⟨

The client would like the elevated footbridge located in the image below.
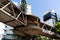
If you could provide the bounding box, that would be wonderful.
[0,0,60,39]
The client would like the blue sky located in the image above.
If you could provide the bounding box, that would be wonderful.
[13,0,60,19]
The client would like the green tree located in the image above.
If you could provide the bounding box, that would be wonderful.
[55,21,60,33]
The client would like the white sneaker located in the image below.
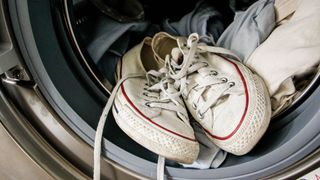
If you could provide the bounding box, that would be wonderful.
[112,38,199,163]
[154,34,271,155]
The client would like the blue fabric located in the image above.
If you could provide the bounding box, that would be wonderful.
[163,1,227,40]
[217,0,276,63]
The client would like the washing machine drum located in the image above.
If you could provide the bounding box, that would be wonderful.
[8,0,320,179]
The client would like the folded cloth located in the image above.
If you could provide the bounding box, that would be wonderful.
[181,122,228,169]
[163,1,233,40]
[247,0,320,114]
[87,16,149,64]
[217,0,275,63]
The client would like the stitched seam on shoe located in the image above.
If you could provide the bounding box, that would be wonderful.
[120,60,196,141]
[204,55,249,140]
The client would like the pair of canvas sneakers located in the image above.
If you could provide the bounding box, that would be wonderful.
[112,32,271,164]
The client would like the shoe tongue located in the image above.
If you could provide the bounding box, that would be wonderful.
[171,47,183,65]
[151,32,178,63]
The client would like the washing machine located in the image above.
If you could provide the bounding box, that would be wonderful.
[0,0,320,180]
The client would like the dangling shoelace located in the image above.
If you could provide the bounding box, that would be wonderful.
[166,33,239,118]
[93,59,188,180]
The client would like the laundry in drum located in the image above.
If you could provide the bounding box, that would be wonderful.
[72,0,320,179]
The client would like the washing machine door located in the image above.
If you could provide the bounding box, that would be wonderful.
[0,0,320,179]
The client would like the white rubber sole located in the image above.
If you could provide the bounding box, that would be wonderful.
[112,90,199,164]
[207,66,271,155]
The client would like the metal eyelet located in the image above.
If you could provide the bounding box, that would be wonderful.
[210,70,218,76]
[221,77,228,83]
[229,82,236,87]
[192,103,197,109]
[202,62,209,66]
[197,111,204,119]
[182,93,188,100]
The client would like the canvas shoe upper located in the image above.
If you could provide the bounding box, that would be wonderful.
[154,33,271,155]
[112,38,199,163]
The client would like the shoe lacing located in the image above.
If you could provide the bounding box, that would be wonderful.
[142,66,189,123]
[165,33,241,119]
[93,60,189,180]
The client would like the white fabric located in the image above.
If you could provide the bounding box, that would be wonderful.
[157,156,165,180]
[247,0,320,114]
[93,74,144,180]
[181,123,228,169]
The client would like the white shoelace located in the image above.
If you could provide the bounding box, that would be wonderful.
[93,33,239,180]
[166,33,239,118]
[93,63,188,180]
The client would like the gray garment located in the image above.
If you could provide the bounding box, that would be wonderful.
[217,0,275,63]
[96,33,130,85]
[181,123,227,169]
[87,16,149,64]
[163,1,225,40]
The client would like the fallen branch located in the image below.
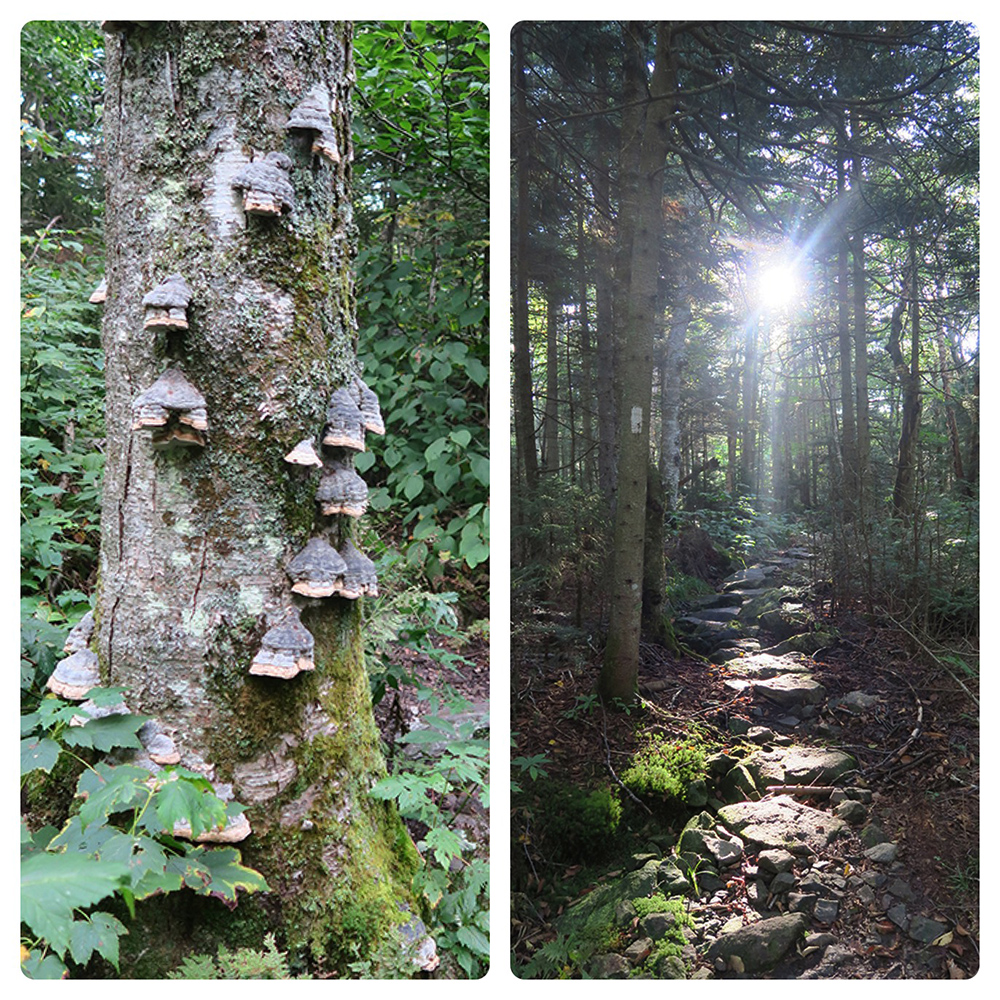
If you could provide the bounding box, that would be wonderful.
[764,785,837,799]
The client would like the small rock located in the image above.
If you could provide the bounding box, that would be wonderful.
[908,916,948,944]
[639,913,677,941]
[615,899,638,927]
[805,931,837,948]
[886,878,914,903]
[768,872,796,896]
[861,823,889,847]
[706,913,809,972]
[625,938,653,965]
[588,952,631,979]
[865,843,899,865]
[787,892,819,916]
[833,799,868,826]
[757,851,795,874]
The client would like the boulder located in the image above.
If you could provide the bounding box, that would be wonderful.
[719,795,847,855]
[707,913,809,972]
[754,676,826,708]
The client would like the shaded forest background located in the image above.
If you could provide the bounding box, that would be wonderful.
[511,22,979,680]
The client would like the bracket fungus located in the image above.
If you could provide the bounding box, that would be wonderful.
[316,464,368,517]
[354,378,385,434]
[132,368,208,448]
[250,608,316,680]
[285,438,323,468]
[142,274,191,333]
[337,539,378,600]
[173,785,253,844]
[45,648,101,701]
[288,85,340,164]
[69,698,132,726]
[323,388,365,451]
[63,611,94,653]
[139,719,181,764]
[288,536,347,597]
[233,152,295,216]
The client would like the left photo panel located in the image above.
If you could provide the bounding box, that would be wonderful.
[20,21,490,979]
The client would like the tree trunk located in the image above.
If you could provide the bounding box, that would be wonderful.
[888,229,922,516]
[599,22,676,701]
[542,288,562,472]
[660,285,691,511]
[97,21,416,975]
[512,24,538,493]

⟩

▶ **Prompt**:
From the line containing "The client would like the gray" up to and including the line containing "[764,785,837,799]", reproduce the lines of the records above with the requests included. Scale each bounding-box coordinate in the answers by 2.55, round to whole numbers with halves rounded up, leave out the pictures, and give only these lines.

▶ **Solution for this exercise**:
The client would like the gray garment located in the image above.
If you could provide the bounding box, that would be wonderful.
[553,0,701,161]
[245,84,332,217]
[462,314,579,431]
[222,41,380,163]
[416,3,574,102]
The client would like the fallen branch located in the image below.
If you could provide the bounding box, that would be wonderful.
[1948,2002,2134,2037]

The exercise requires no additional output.